** Material supplied follows **

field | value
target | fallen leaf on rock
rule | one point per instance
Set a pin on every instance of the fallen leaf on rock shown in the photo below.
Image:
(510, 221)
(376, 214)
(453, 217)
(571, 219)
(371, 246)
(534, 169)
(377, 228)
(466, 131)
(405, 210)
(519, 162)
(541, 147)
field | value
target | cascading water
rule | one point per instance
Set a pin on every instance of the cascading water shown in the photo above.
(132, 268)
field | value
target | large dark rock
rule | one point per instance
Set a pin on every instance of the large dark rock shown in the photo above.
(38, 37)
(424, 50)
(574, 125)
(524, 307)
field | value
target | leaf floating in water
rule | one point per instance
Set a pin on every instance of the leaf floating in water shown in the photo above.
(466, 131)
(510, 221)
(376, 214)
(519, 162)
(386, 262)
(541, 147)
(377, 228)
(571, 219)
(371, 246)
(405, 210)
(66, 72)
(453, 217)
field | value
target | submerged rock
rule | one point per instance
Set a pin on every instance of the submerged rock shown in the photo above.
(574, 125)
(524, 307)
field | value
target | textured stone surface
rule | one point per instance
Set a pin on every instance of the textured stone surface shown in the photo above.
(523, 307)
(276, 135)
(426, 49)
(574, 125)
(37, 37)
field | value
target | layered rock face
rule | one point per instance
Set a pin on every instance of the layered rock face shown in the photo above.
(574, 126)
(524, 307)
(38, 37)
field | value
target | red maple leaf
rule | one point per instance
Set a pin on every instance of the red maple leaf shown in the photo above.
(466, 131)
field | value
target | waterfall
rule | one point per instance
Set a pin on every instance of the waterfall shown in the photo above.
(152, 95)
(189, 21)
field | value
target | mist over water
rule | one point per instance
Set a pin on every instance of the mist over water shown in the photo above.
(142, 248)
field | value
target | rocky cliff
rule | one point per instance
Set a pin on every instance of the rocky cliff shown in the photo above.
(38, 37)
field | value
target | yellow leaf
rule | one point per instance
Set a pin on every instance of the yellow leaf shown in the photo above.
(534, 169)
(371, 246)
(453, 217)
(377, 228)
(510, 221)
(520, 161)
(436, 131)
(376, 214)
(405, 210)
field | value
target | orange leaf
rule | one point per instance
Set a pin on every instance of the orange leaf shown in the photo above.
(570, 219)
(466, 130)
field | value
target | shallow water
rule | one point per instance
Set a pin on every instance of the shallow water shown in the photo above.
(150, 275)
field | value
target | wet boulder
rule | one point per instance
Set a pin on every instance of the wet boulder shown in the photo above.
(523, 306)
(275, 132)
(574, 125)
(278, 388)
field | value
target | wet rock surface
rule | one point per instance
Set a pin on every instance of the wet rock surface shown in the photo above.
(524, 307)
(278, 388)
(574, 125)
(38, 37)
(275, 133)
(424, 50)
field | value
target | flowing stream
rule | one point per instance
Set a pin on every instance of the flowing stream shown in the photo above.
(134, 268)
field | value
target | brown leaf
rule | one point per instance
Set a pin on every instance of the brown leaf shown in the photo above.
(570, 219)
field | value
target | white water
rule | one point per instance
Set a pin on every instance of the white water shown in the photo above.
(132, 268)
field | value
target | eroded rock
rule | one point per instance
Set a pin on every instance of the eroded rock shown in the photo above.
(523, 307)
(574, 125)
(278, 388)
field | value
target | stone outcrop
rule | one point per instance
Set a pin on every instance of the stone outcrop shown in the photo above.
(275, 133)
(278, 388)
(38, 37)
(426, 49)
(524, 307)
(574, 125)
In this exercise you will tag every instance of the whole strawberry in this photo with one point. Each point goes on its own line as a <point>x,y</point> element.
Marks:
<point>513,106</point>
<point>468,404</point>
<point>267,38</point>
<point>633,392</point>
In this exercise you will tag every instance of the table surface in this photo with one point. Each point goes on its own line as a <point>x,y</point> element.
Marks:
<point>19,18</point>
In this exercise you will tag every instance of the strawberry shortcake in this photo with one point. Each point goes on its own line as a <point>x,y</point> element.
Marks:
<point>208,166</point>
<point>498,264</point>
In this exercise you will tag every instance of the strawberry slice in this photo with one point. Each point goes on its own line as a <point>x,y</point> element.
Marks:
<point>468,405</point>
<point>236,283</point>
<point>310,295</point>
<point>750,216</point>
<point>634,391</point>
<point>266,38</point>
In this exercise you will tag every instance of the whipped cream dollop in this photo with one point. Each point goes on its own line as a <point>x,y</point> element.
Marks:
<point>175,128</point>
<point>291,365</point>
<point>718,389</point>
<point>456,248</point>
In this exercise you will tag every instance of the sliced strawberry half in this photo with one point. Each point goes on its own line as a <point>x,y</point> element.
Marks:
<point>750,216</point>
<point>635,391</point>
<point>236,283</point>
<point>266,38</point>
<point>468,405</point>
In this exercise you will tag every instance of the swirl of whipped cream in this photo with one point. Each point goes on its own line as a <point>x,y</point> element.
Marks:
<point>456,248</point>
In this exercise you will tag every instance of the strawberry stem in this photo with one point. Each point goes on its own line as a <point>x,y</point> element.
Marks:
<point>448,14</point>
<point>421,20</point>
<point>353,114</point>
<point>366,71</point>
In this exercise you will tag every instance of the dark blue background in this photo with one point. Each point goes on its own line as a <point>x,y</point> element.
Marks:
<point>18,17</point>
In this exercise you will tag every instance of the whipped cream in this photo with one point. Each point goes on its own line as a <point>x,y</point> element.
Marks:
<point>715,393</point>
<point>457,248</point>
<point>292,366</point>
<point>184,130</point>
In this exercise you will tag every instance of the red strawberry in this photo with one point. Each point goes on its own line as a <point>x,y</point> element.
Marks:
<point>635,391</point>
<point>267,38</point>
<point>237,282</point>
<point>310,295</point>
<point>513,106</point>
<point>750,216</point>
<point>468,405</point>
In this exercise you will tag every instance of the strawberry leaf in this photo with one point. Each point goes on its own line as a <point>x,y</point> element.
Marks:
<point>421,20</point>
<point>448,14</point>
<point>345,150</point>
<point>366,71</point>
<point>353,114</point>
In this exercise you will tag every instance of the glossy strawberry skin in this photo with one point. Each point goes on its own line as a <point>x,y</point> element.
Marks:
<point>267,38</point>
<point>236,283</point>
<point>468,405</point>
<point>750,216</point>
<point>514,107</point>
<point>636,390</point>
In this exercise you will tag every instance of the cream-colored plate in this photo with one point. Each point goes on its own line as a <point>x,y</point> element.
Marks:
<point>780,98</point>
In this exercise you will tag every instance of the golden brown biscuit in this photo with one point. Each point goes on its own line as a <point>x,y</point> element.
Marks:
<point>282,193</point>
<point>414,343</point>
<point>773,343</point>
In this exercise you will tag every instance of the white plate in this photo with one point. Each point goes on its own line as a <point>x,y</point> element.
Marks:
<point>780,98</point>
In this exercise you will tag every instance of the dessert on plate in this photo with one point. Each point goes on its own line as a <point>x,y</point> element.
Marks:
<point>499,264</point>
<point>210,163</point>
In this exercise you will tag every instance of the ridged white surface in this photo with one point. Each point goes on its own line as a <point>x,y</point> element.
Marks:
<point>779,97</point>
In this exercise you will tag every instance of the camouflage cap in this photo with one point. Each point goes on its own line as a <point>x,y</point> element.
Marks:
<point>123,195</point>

** End of Material supplied **
** Material supplied follows **

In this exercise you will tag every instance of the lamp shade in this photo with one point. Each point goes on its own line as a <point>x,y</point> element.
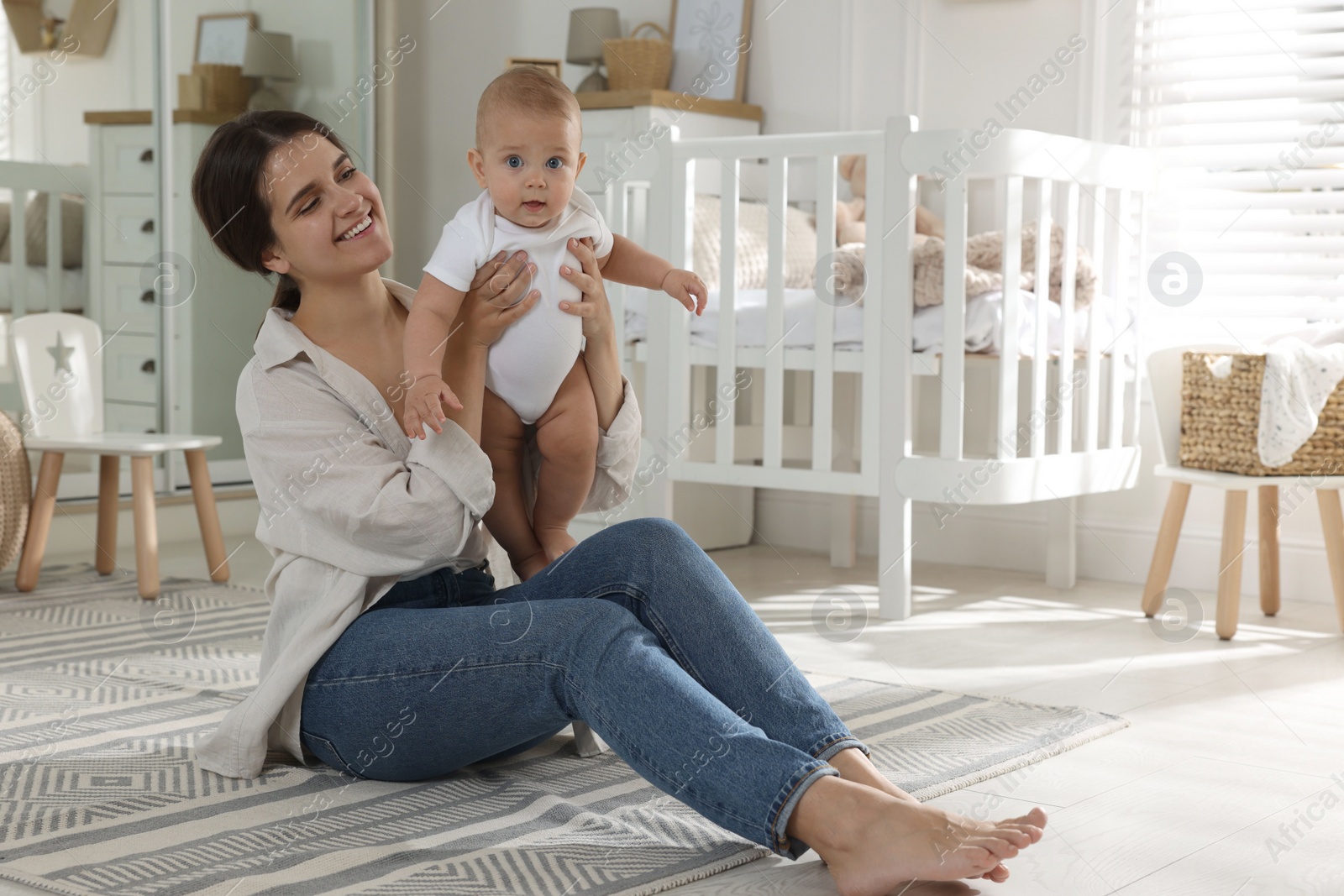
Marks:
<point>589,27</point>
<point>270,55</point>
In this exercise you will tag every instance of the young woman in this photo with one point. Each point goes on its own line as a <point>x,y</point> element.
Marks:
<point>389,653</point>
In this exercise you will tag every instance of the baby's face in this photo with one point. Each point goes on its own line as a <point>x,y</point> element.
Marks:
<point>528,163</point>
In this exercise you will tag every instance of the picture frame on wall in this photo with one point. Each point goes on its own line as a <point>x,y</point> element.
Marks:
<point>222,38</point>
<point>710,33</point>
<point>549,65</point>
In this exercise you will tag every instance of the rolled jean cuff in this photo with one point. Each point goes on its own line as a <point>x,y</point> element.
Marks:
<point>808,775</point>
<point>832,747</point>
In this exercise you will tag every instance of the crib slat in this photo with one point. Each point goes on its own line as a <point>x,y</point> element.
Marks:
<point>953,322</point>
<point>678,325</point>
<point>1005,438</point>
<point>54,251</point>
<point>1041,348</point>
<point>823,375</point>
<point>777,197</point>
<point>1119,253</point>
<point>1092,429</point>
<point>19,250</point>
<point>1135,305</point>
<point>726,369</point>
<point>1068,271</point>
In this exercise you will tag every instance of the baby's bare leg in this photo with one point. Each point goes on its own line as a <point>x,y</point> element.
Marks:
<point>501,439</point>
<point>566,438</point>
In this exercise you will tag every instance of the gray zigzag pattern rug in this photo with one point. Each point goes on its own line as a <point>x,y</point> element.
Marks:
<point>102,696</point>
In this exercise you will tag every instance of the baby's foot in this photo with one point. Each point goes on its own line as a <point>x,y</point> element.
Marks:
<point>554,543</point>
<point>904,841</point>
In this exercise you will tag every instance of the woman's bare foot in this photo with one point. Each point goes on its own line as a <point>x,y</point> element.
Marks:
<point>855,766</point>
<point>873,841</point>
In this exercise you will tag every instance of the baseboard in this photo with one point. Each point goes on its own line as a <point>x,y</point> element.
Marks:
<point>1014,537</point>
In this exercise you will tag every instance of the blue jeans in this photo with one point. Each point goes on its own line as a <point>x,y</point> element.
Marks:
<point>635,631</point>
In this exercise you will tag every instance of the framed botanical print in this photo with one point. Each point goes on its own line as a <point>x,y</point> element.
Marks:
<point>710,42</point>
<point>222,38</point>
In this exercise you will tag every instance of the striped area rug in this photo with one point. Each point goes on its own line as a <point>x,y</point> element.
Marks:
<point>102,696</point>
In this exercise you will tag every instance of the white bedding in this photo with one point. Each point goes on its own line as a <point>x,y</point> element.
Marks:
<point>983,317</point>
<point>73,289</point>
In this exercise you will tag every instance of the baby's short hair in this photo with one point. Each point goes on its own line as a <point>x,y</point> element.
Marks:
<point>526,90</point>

** End of Material supplied **
** Material supplied follows **

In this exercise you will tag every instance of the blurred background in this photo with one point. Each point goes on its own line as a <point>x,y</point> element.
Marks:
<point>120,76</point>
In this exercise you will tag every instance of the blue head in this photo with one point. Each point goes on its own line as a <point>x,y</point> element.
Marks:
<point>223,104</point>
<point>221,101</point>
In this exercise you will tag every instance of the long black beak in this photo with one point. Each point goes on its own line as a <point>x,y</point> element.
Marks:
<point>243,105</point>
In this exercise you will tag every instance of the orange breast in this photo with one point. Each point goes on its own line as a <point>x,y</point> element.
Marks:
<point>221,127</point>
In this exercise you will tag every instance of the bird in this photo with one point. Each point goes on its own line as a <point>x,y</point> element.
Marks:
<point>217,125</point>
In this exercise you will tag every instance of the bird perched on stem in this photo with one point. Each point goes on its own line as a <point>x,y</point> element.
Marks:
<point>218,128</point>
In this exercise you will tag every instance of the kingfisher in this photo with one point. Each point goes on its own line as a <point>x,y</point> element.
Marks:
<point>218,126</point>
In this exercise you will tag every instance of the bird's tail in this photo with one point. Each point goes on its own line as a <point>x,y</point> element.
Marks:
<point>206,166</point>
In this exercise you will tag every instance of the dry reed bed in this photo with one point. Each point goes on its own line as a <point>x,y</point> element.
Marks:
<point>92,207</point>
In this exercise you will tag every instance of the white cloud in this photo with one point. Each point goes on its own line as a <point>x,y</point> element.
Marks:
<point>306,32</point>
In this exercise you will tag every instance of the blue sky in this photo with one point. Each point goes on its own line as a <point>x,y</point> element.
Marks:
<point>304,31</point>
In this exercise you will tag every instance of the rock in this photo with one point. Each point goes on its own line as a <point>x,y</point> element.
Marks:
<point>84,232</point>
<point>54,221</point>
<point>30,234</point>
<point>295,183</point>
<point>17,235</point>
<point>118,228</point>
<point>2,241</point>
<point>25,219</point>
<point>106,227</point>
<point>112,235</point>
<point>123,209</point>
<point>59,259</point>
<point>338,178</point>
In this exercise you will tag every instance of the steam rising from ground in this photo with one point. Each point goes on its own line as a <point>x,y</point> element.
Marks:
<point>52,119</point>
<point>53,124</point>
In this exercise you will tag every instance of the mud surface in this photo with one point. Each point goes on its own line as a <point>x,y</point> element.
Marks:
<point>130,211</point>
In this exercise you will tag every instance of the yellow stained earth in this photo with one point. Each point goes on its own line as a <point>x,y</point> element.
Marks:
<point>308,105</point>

** End of Material supplied **

Among the lines of the data, some contain the word "plate". How many are there? Reply with the number alone.

Solution to the exercise: 3